EXERCISE | Repeat each line of the listing below word for word.

MATERIAL FOR THIS EXERCISE |
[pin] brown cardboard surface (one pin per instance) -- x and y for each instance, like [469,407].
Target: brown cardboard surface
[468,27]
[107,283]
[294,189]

SOLUTION FOR THIS EXERCISE |
[pin] brown cardboard surface (one pin per instance) -- x and y for each instance, like [469,407].
Target: brown cardboard surface
[468,27]
[107,283]
[294,189]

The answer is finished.